Pause for thought: Was this the BoE's final rate hike?
The ECB has just published its monthly ‘Monetary Developments in the Euro Area’ report and, for a second month in a row, growth in M3 was below zero year on year, with the downward trend actually accelerating from -0.4% in July to -1.3% in August. As a reminder, M3 is the broadest measure of money supply and, while M1 includes currency in circulation and overnight deposits, M2 comprises M1 plus longer deposits, M3 adds money market fund shares and others on top.
Money creation (or destruction) is an important, yet not straightforward concept, which in our view has had a lot to do with the demand-led part of the inflation problem the world is facing today. In the aftermath of the pandemic, all money supply measures increased dramatically, including the Monetary Base as well as broader money measures, such as M1, M2 and M3. This reflected the enormous monetary and fiscal packages, which in monetary terms translated into a large increase in deposits in the economy and in reserves on banks’ balance sheets.

Work instruction:
Could you rewrite the passage on euro area money supply, starting with "Pause for thought: Was" and going on through "others on top.", replacing "ECB" with "European Central Bank"? These records have nothing to do with the passage on euro area money supply.

(Records taken from a dataset)

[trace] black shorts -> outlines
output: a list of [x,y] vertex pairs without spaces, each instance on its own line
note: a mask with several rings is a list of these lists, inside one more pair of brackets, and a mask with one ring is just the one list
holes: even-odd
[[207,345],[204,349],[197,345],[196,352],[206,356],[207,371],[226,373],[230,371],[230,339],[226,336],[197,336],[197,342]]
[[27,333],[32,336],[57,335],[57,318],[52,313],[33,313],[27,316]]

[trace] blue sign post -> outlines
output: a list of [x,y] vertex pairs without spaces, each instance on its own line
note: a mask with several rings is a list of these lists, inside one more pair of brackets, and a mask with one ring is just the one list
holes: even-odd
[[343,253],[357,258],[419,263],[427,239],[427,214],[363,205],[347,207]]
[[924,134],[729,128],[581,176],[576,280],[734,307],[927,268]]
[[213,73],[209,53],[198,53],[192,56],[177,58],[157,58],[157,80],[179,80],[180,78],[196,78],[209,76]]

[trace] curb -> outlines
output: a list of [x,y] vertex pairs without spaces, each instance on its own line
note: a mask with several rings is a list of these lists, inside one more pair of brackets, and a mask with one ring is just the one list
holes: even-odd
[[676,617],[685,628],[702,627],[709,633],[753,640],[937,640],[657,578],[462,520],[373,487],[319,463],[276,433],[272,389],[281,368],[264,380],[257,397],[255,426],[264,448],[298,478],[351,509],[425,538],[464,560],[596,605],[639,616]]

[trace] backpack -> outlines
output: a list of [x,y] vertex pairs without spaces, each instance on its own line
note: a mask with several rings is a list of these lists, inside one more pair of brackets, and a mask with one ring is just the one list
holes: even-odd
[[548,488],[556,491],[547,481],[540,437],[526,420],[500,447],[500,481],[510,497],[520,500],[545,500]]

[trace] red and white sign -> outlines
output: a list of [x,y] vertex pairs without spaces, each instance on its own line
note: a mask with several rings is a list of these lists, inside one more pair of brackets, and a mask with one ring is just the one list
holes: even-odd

Response box:
Pause for thought: Was this the BoE's final rate hike?
The European Central Bank has just published its monthly ‘Monetary Developments in the Euro Area’ report and, for a second month in a row, growth in M3 was below zero year on year, with the downward trend actually accelerating from -0.4% in July to -1.3% in August. As a reminder, M3 is the broadest measure of money supply and, while M1 includes currency in circulation and overnight deposits, M2 comprises M1 plus longer deposits, M3 adds money market fund shares and others on top.